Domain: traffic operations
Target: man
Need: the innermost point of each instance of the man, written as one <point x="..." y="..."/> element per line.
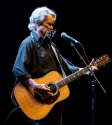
<point x="38" y="55"/>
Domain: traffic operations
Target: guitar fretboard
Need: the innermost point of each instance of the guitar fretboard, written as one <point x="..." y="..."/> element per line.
<point x="72" y="77"/>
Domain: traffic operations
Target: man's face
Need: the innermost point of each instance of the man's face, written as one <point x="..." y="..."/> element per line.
<point x="46" y="26"/>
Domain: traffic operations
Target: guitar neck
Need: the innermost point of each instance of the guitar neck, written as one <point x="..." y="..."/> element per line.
<point x="72" y="77"/>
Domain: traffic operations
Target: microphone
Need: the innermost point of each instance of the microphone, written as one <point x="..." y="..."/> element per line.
<point x="64" y="35"/>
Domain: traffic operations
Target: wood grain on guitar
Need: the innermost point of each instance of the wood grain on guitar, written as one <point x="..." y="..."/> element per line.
<point x="33" y="106"/>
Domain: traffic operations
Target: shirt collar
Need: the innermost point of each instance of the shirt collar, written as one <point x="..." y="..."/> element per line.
<point x="36" y="36"/>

*****

• _What the exercise asks_
Without the pictures, transcribe the listing above exactly.

• _Expected answer_
Domain: traffic operations
Target: man
Need: the innermost point of each instance of the man, written as one <point x="..." y="..."/> element per line.
<point x="38" y="55"/>
Domain: traffic operations
Target: guitar fretboard
Need: the innermost point of each instance of the guitar fretboard, written as one <point x="..." y="..."/> element per line.
<point x="72" y="77"/>
Domain: traffic operations
Target: man's face
Need: the innermost point of each instance of the man's face, written as one <point x="..." y="..."/> element per line.
<point x="46" y="26"/>
Domain: traffic operations
Target: guitar neck
Need: the innermost point of each instance of the guitar neck, written as one <point x="..." y="..."/> element per line.
<point x="72" y="77"/>
Domain: traffic operations
Target: microphone
Need: the innermost point of each instance of the microphone, written as one <point x="..." y="..."/> element per line.
<point x="64" y="35"/>
Domain: traffic operations
Target: wood grain on guitar
Need: the innermost point of each instance of the wood grain on guitar, written as one <point x="..." y="..."/> element per line.
<point x="33" y="106"/>
Domain: traffic operations
Target: shirt collar
Need: the innermost point of each instance of the shirt collar, written as one <point x="..." y="..."/> element per line.
<point x="36" y="36"/>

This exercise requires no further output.